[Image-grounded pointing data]
# # # #

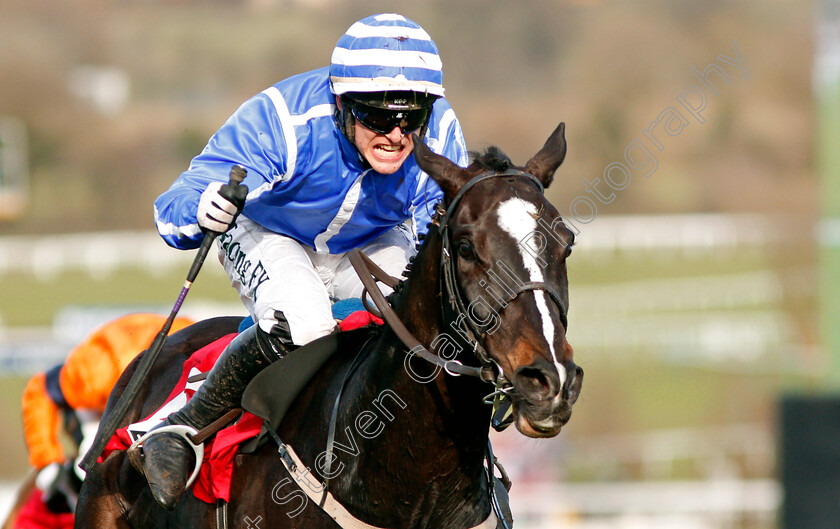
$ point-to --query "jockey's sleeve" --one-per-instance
(254, 137)
(447, 139)
(93, 367)
(40, 423)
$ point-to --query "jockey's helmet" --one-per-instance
(387, 72)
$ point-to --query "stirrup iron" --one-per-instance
(181, 430)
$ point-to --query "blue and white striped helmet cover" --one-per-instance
(386, 52)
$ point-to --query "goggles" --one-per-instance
(383, 120)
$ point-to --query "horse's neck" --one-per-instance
(433, 448)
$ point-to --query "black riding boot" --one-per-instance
(167, 459)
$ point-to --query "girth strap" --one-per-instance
(327, 502)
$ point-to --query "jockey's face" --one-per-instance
(384, 152)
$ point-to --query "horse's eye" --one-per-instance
(465, 249)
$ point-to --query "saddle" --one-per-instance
(264, 401)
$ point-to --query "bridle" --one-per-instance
(453, 306)
(454, 310)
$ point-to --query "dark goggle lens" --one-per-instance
(383, 121)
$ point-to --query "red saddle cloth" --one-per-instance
(34, 514)
(214, 478)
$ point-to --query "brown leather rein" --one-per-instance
(367, 271)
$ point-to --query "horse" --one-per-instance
(407, 436)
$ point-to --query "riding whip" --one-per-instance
(110, 423)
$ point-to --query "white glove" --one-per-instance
(215, 212)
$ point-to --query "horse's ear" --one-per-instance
(545, 162)
(447, 174)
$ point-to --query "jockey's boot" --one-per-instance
(167, 459)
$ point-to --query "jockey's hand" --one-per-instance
(220, 205)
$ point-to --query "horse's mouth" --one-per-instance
(538, 429)
(547, 426)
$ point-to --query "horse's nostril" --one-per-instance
(535, 383)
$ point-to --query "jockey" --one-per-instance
(327, 155)
(78, 389)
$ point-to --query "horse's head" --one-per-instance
(509, 247)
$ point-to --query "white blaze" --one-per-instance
(518, 218)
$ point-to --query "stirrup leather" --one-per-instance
(181, 430)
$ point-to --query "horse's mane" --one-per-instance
(492, 159)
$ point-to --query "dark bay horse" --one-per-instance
(488, 288)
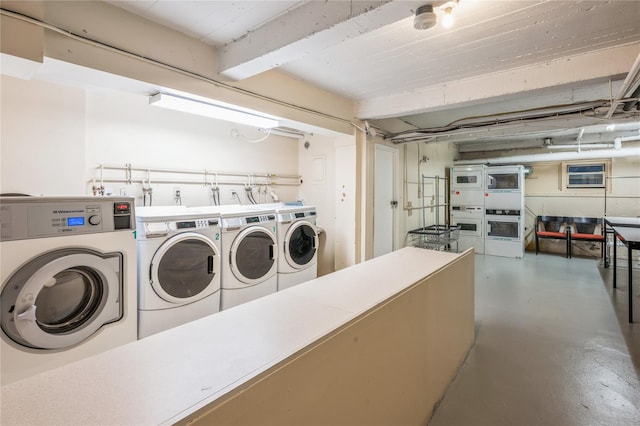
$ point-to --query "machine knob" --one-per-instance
(95, 220)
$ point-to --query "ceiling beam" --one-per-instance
(306, 30)
(590, 67)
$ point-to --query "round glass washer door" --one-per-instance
(185, 267)
(253, 255)
(300, 243)
(62, 298)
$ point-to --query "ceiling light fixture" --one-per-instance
(448, 19)
(212, 110)
(424, 18)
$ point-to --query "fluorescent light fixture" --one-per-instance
(284, 132)
(206, 109)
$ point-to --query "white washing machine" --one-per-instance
(178, 267)
(298, 245)
(250, 254)
(68, 274)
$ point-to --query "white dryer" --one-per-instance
(68, 276)
(178, 267)
(298, 245)
(250, 253)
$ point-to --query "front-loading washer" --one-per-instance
(250, 253)
(178, 267)
(68, 274)
(298, 245)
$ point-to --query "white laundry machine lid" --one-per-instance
(301, 244)
(185, 267)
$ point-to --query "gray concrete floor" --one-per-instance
(553, 347)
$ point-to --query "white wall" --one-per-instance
(42, 138)
(321, 188)
(54, 137)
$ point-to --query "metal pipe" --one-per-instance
(626, 85)
(555, 156)
(196, 172)
(190, 182)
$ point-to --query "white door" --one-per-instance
(345, 209)
(385, 200)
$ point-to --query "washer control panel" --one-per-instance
(38, 217)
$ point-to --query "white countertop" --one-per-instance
(164, 377)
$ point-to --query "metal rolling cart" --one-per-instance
(439, 236)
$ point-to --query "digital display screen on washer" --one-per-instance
(75, 221)
(183, 225)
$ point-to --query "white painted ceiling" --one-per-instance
(369, 51)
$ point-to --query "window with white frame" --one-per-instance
(585, 175)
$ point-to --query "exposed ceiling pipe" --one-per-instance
(554, 156)
(627, 85)
(583, 146)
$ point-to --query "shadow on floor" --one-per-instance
(619, 298)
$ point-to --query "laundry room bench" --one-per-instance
(569, 229)
(553, 227)
(585, 229)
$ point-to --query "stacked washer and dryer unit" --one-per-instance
(487, 202)
(467, 205)
(504, 211)
(68, 274)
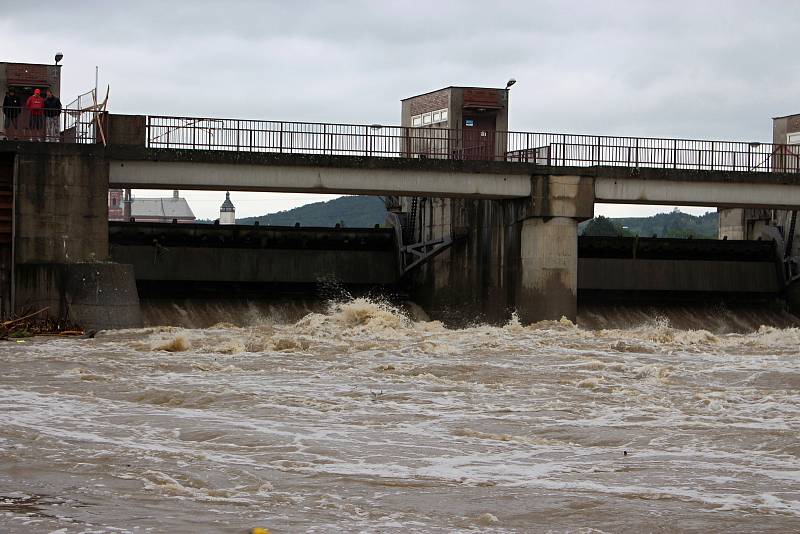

# # # #

§ PROBLEM TO WORK ON: Reproduce the data word for word; no pictures.

§ REPLY TO THE TASK:
$ point-to --query "jockey's sleeve" --one-per-instance
(254, 137)
(447, 139)
(93, 367)
(40, 423)
$ point-to --query "jockey's helmet" --one-per-instance
(387, 72)
$ point-to --query "stirrup iron" --one-per-instance
(181, 430)
$ point-to --query "blue and white striped helmet cover" --one-per-instance
(386, 52)
$ point-to --query "goggles" --one-per-instance
(383, 120)
$ point-to --query "horse's neck" --one-per-instance
(433, 448)
$ point-to --query "black riding boot" --one-per-instance
(167, 459)
$ point-to --query "girth strap" --one-per-instance
(327, 502)
$ point-to --query "jockey's face" --one-per-instance
(384, 152)
$ point-to --query "horse's eye" --one-per-instance
(465, 249)
$ point-to --query "saddle" --one-per-instance
(264, 401)
$ point-to --query "bridle" --one-per-instance
(453, 306)
(454, 310)
$ point-to --query "dark goggle lens" --one-per-instance
(383, 121)
$ point-to --query "red saddle cloth" --one-per-instance
(34, 514)
(214, 478)
$ point-to --query "brown leather rein" --one-per-instance
(367, 271)
$ point-to --query "horse" --one-per-instance
(407, 436)
$ point-to --query "riding whip" --one-per-instance
(110, 423)
$ point-to --query "white glove" --one-per-instance
(215, 212)
$ point-to --query "horse's ear" --one-per-instance
(545, 162)
(447, 174)
$ point-to --query "jockey's boot" --one-per-instance
(167, 459)
$ point-to --query "jockey's hand" --one-per-instance
(220, 205)
$ point-to --query "horse's mouth" --one-per-instance
(538, 429)
(547, 426)
$ point-to --query "horse's nostril" --one-per-instance
(535, 383)
$ point-to --query "jockey" --one-per-instance
(327, 155)
(78, 389)
$ point-to --query "horse's head" --one-per-instance
(509, 247)
$ point-to --query "white blaze" --one-per-instance
(518, 218)
$ point-to --query "stirrup leather" --one-per-instance
(181, 430)
$ point-to --query "horse's mane" --one-per-instance
(492, 159)
$ point-to --query "dark bay horse" --one-per-instance
(488, 288)
$ point-to --query "machine knob" --one-per-instance
(95, 220)
$ point-to --query "ceiling beam" --one-per-instance
(306, 30)
(590, 67)
$ point-to --query "round glass washer door" --one-per-instance
(185, 267)
(253, 255)
(300, 243)
(62, 298)
$ point-to --query "ceiling light fixture" --one-per-instance
(448, 19)
(212, 110)
(424, 18)
$ point-to --query "fluorescent light fixture" --one-per-instance
(284, 132)
(206, 109)
$ point-to --query "white washing machine" --one-per-instance
(178, 267)
(298, 245)
(250, 254)
(68, 274)
$ point-to --query "white dryer" --one-per-instance
(68, 276)
(178, 267)
(298, 245)
(250, 253)
$ point-to --query "front-loading washer" --one-per-instance
(250, 253)
(178, 267)
(68, 274)
(298, 245)
$ point-to --query "white laundry machine lid" --one-per-instance
(301, 244)
(185, 267)
$ point-to --query "gray concrete floor" --one-per-instance
(553, 347)
$ point-to --query "white wall" --one-per-instance
(42, 138)
(321, 188)
(54, 137)
$ point-to --query "metal pipe" --one-per-instance
(626, 85)
(555, 156)
(196, 172)
(190, 182)
$ point-to --query "white door" --one-per-instance
(345, 209)
(385, 200)
$ point-to --query "washer control panel" --one-per-instance
(38, 217)
$ point-to --query "white countertop" --one-per-instance
(164, 377)
$ point-to --query "metal rolling cart" --one-per-instance
(439, 236)
$ point-to --query "digital display screen on washer" --one-per-instance
(75, 221)
(183, 225)
$ point-to --query "white painted ceiling" --one-per-instance
(369, 51)
$ point-to --query "window with white frame" --one-per-instance
(585, 175)
$ point-to --query "exposed ceiling pipe" --one-per-instance
(554, 156)
(627, 85)
(583, 146)
$ point-to --query "shadow on floor" --one-per-instance
(619, 298)
$ point-to --query "laundry room bench" --one-per-instance
(569, 229)
(553, 227)
(585, 229)
$ point-to --query "stacked washer and dryer unit" --one-per-instance
(487, 202)
(467, 205)
(504, 211)
(68, 274)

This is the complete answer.